Text:
1 University of Melbourne, Parkville, Vic., Australia.
2 Liver Transplant Unit, Austin Health, Heidelberg, Vic., Australia.
Calcineurin-inhibitor immunosuppressants (tacrolimus and ciclosporin) have been associated with an exposure-related increase in tumour recurrence following liver transplantation for hepatocellular carcinoma(HCC). Conversely, mechanistic target of rapamycin (mTOR) inhibitors (sirolimus and everolimus) have been suggested to reduce recurrence rates and improve survival in this patient group.
To clarify the potential benefit of mTOR-inhibitors in HCC transplant patients by comparing recurrence and survival outcomes with calcineurin-inhibitor-based immunosuppression.
A systematic review and meta-analysis was performed. The inclusion criteria were observational or interventional studies reporting the effect of early-initiated (<6 months post-transplant) mTOR-inhibitor-based immunosuppression on survival or tumour recurrence in patients transplanted with HCC, compared to a control of calcineurin-inhibitor-based therapy.
Meta-analysis demonstrated that compared with calcineurin-inhibitor controls, recurrence-free-survival was significantly increased with mTOR-inhibitor-based therapy at 1-year (Risk-Ratio (RR): 1.09, 95% CI: 1.01-1.18) and 3-years (RR: 1.1, 95% CI: 1.01-1.21) post-transplant, with a nonsignificant increase at 5-years (RR: 1.15, 95% CI: 0.99-1.35). Overall survival was improved at 1-year (RR: 1.07, 95% CI: 1.02-1.12), 3-years (RR: 1.1, 95% CI: 1.02-1.19), and 5-years (RR: 1.18, 95% CI: 1.08-1.29). Recurrence-rate was lower in the mTOR-inhibitor arm (RR: 0.67, 95% CI: 0.56-0.82), with no significant increase in acute rejection (RR: 1.1, 95% CI: 0.94-1.28).

Task item: Transcribe the abstract on mTOR inhibitors after liver transplantation from "2 Liver Transplant" up to and including "this patient group.". The listing that comes next has no connection to the abstract on mTOR inhibitors after liver transplantation.

(Referring expression data)

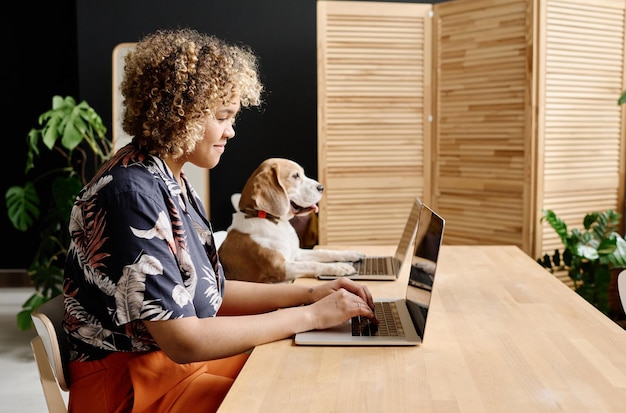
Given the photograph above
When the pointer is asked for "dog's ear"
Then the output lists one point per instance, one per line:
(264, 191)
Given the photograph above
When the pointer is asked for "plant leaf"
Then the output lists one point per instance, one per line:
(557, 224)
(22, 206)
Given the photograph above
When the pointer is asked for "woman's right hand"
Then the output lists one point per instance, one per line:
(339, 306)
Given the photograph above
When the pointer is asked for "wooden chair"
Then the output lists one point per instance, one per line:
(51, 350)
(621, 287)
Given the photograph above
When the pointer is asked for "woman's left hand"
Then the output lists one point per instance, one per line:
(347, 284)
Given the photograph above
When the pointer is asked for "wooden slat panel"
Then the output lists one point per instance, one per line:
(373, 91)
(483, 169)
(581, 127)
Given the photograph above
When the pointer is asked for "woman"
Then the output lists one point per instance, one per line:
(153, 324)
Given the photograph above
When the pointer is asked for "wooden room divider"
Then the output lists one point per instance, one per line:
(523, 100)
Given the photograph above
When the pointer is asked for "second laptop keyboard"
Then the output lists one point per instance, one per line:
(389, 324)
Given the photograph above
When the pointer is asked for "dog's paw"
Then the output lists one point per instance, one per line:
(340, 269)
(349, 255)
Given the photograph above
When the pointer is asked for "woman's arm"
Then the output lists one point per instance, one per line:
(241, 297)
(191, 339)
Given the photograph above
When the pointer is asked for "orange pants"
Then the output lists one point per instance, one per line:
(150, 382)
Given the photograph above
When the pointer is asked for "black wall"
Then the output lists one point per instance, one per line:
(71, 55)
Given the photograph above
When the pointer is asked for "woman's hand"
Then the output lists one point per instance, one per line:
(339, 300)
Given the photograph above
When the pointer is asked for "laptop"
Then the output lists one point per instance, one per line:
(386, 268)
(409, 313)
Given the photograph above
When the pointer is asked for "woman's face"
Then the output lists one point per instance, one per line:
(218, 130)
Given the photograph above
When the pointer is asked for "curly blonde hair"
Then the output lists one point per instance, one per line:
(173, 79)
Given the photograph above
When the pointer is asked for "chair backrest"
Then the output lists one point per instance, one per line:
(621, 287)
(51, 350)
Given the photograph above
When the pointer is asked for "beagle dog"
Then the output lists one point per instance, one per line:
(261, 245)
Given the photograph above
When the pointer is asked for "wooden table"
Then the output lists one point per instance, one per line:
(503, 335)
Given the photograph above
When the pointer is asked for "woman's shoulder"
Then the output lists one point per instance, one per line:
(130, 170)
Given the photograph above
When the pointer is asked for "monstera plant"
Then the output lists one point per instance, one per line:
(589, 255)
(73, 138)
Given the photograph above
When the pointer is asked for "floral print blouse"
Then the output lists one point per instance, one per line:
(142, 249)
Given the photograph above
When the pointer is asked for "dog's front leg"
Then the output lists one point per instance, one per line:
(297, 269)
(328, 255)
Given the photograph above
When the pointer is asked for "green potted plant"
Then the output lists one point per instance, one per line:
(74, 136)
(589, 255)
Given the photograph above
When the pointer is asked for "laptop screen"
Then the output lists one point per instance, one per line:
(423, 266)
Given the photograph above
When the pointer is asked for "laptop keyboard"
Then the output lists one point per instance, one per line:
(389, 322)
(373, 266)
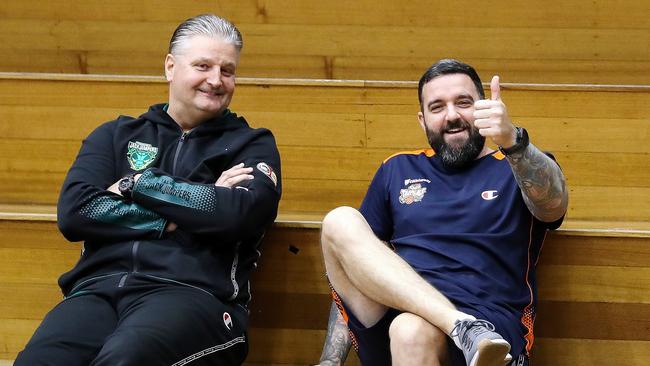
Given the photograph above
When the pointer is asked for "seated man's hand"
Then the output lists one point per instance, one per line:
(233, 176)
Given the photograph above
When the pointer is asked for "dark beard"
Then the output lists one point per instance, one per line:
(456, 156)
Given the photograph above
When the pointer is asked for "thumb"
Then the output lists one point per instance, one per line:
(495, 88)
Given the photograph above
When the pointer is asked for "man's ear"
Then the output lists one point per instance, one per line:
(170, 62)
(421, 120)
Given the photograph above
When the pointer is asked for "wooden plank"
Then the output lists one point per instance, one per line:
(338, 163)
(594, 284)
(340, 67)
(334, 40)
(558, 134)
(562, 249)
(556, 13)
(568, 352)
(524, 101)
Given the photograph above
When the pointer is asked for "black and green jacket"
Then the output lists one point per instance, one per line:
(219, 230)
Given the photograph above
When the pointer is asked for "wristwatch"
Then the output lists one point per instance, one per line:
(125, 186)
(521, 142)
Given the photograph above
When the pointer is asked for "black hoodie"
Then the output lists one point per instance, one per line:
(219, 229)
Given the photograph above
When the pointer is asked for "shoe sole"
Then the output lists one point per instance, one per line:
(491, 352)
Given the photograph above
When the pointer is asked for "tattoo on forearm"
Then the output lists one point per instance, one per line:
(337, 340)
(542, 183)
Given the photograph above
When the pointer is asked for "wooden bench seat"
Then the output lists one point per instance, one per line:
(551, 42)
(594, 290)
(332, 135)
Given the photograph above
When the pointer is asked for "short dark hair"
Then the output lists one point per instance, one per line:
(446, 67)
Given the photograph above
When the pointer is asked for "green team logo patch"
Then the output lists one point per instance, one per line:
(140, 154)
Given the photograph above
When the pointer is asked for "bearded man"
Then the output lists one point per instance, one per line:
(438, 265)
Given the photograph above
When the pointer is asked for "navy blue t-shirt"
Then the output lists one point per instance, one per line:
(468, 232)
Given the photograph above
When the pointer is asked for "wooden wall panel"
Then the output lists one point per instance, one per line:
(333, 135)
(593, 294)
(366, 39)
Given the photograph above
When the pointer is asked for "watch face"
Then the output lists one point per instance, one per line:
(125, 184)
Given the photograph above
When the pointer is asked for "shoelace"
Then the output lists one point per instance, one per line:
(474, 327)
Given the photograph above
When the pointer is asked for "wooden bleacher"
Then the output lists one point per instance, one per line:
(593, 287)
(555, 41)
(593, 275)
(592, 111)
(332, 135)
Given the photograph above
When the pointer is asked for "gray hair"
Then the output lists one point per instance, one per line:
(205, 25)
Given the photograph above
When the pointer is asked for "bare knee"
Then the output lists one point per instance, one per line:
(336, 225)
(416, 340)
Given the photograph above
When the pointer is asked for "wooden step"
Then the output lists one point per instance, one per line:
(332, 135)
(594, 290)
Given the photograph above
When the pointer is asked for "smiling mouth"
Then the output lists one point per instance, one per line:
(453, 131)
(210, 93)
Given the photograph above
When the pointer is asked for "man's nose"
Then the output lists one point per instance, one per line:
(214, 78)
(452, 112)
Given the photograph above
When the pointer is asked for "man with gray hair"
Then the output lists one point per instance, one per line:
(172, 207)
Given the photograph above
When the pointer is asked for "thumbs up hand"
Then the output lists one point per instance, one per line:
(491, 117)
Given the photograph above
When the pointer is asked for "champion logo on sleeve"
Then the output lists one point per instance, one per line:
(489, 195)
(227, 320)
(268, 171)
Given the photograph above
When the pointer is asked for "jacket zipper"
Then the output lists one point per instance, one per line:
(134, 259)
(178, 150)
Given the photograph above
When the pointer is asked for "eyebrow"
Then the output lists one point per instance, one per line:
(207, 60)
(461, 96)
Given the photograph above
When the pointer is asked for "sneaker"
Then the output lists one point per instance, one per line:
(480, 344)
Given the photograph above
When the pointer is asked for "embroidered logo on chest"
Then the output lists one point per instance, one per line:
(140, 155)
(413, 193)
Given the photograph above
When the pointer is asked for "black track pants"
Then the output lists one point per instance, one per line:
(142, 323)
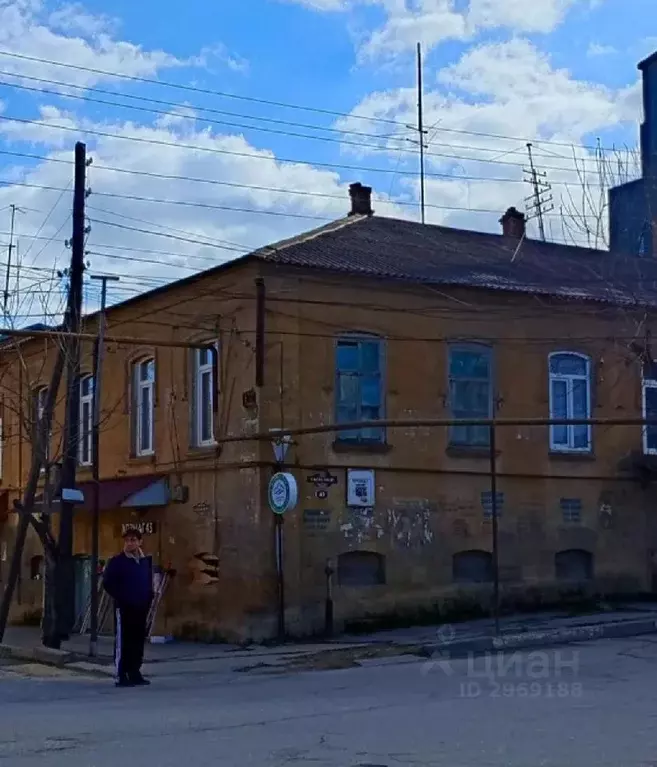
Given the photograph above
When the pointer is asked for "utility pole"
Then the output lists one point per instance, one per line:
(99, 350)
(538, 202)
(420, 126)
(66, 575)
(10, 249)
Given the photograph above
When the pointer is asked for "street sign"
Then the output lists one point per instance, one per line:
(283, 493)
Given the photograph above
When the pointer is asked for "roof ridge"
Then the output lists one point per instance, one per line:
(266, 251)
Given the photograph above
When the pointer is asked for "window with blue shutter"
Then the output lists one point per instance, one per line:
(359, 387)
(570, 398)
(470, 392)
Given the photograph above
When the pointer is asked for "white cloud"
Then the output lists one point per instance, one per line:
(320, 196)
(519, 15)
(71, 35)
(431, 22)
(321, 5)
(598, 49)
(495, 91)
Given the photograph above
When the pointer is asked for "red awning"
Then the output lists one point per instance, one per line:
(114, 491)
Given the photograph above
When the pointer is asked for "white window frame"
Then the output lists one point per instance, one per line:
(139, 386)
(86, 435)
(200, 371)
(646, 383)
(569, 379)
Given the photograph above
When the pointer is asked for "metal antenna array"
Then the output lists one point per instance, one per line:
(540, 201)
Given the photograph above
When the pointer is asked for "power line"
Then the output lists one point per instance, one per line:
(268, 102)
(272, 158)
(341, 141)
(252, 187)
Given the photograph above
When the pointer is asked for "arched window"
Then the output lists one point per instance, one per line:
(204, 394)
(359, 386)
(472, 567)
(573, 565)
(570, 398)
(361, 568)
(86, 420)
(470, 392)
(143, 403)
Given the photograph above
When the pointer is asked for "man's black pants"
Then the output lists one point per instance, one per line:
(129, 641)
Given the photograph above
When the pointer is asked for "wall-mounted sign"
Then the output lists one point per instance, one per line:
(322, 480)
(145, 528)
(283, 492)
(360, 487)
(316, 520)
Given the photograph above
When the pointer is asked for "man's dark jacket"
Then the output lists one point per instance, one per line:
(129, 581)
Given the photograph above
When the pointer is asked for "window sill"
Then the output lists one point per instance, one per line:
(204, 451)
(469, 451)
(379, 448)
(141, 460)
(558, 455)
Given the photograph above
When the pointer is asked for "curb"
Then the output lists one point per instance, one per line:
(487, 644)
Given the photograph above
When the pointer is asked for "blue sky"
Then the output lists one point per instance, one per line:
(498, 73)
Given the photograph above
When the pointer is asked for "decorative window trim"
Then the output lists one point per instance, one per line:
(570, 447)
(138, 387)
(646, 383)
(86, 433)
(474, 345)
(356, 336)
(198, 370)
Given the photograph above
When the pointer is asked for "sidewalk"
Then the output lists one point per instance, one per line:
(453, 640)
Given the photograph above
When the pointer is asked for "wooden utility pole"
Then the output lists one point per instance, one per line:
(99, 349)
(10, 250)
(65, 580)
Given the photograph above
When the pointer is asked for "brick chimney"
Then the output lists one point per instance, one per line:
(513, 224)
(361, 200)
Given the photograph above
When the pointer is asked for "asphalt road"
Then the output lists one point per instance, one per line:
(584, 705)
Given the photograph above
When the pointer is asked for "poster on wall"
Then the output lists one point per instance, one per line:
(360, 487)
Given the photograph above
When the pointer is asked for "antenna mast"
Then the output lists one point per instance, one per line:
(420, 127)
(540, 201)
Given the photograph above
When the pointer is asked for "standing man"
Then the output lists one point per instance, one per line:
(128, 579)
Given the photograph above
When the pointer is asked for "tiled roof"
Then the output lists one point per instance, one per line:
(407, 251)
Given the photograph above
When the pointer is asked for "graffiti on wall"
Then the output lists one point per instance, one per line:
(360, 526)
(410, 523)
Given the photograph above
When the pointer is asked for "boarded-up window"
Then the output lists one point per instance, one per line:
(573, 565)
(472, 567)
(361, 568)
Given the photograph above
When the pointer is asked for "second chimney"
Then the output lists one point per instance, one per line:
(361, 200)
(513, 224)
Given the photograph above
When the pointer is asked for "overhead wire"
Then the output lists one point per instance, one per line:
(261, 156)
(342, 141)
(268, 102)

Answer space:
2 Liver Transplant Unit, Austin Health, Heidelberg, Vic., Australia.
Calcineurin-inhibitor immunosuppressants (tacrolimus and ciclosporin) have been associated with an exposure-related increase in tumour recurrence following liver transplantation for hepatocellular carcinoma(HCC). Conversely, mechanistic target of rapamycin (mTOR) inhibitors (sirolimus and everolimus) have been suggested to reduce recurrence rates and improve survival in this patient group.